* WORK REQUIRED: Please copy exactly the lines that begin with the one containing "The component shall locate the roof" and end with the last line of the entries.

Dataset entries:
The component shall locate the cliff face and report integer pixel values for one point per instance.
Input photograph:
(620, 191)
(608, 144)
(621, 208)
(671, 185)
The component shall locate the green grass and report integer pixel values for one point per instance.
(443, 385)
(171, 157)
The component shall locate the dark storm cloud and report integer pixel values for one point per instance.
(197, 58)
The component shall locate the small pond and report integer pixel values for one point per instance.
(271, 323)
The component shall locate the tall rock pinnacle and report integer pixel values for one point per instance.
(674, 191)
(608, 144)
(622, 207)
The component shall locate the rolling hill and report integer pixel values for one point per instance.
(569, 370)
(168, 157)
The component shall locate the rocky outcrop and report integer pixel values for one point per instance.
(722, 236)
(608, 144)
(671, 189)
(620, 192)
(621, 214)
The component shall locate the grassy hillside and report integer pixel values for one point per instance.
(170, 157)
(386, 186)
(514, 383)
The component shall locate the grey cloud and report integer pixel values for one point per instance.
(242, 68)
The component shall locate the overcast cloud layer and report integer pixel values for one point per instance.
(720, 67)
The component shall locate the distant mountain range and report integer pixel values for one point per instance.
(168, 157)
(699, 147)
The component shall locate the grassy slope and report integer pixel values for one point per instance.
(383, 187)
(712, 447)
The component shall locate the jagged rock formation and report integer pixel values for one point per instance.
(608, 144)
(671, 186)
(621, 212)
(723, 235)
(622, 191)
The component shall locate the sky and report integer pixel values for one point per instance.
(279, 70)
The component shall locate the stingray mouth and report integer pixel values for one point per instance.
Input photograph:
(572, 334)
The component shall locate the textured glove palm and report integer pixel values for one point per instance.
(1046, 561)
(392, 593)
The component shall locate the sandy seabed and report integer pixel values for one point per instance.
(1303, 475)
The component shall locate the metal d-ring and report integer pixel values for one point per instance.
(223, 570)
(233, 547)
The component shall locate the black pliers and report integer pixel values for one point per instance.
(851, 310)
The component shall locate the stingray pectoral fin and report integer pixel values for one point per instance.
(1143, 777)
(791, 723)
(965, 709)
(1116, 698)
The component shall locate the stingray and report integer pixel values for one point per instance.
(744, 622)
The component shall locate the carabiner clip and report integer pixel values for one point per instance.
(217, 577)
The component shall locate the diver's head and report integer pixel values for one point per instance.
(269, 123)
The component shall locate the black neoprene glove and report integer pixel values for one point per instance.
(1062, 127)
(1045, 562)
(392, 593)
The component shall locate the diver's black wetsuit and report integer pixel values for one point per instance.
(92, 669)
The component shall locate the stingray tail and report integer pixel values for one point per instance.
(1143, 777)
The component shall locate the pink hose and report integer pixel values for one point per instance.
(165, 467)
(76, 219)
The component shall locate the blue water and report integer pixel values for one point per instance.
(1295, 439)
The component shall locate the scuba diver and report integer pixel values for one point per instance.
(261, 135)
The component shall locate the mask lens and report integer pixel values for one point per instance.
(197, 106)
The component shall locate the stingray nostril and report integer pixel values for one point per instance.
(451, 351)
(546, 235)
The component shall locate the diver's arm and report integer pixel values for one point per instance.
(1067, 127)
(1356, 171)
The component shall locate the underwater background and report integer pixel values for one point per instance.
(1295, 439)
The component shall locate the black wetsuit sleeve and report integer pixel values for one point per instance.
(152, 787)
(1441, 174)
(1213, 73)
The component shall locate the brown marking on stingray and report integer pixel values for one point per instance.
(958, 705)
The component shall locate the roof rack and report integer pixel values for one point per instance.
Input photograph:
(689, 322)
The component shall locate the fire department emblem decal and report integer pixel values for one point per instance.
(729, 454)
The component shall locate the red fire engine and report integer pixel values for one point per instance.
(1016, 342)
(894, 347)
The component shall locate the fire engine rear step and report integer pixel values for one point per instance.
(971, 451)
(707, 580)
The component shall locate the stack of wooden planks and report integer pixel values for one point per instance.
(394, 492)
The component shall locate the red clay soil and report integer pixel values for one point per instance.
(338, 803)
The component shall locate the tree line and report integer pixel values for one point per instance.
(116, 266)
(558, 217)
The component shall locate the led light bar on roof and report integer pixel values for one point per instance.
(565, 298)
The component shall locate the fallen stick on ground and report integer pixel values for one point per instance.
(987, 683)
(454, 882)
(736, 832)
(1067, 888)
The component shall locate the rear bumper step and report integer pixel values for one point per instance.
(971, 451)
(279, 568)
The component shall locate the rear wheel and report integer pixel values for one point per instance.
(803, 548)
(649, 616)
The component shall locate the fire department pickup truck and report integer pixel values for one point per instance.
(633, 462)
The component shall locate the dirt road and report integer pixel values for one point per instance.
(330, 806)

* EXERCISE OUTPUT:
The component shall locate the roof rack and report integer pixel values for one point per instance.
Input photograph:
(689, 322)
The component shall locate the fire department emblem decal and report integer pixel values for one point per instance.
(729, 454)
The component shall locate the red fire engine and report integer pixel values for one point per instance.
(1016, 342)
(894, 347)
The component shall locate the fire engine rear step and report integer pixel values for one point per instance.
(971, 451)
(707, 580)
The component shall locate the stack of wooden planks and report integer pixel values for one point per instance.
(394, 492)
The component shall locate the red clay soil and report integer pixel values for one point per instance.
(338, 803)
The component shall locate the tree line and report integer pixel values for one point per instance.
(116, 266)
(558, 217)
The component shall locate the led light bar on roof and report integer pixel values for one point per instance.
(565, 298)
The component shall locate the fallen stick on ground and report integer pixel values for one point per instance.
(987, 683)
(454, 882)
(736, 832)
(1067, 888)
The component shall locate the rear bumper step and report integer pixel values for one point per instance.
(971, 451)
(279, 568)
The component shall locate the rear wheel and report integer pixel values for one point per instance.
(803, 548)
(649, 616)
The component shall locate the fire department pickup truck and report integer pixel values for one point per instance.
(633, 462)
The component shall locate the dirt road and report integer pixel values for one point per instance.
(330, 806)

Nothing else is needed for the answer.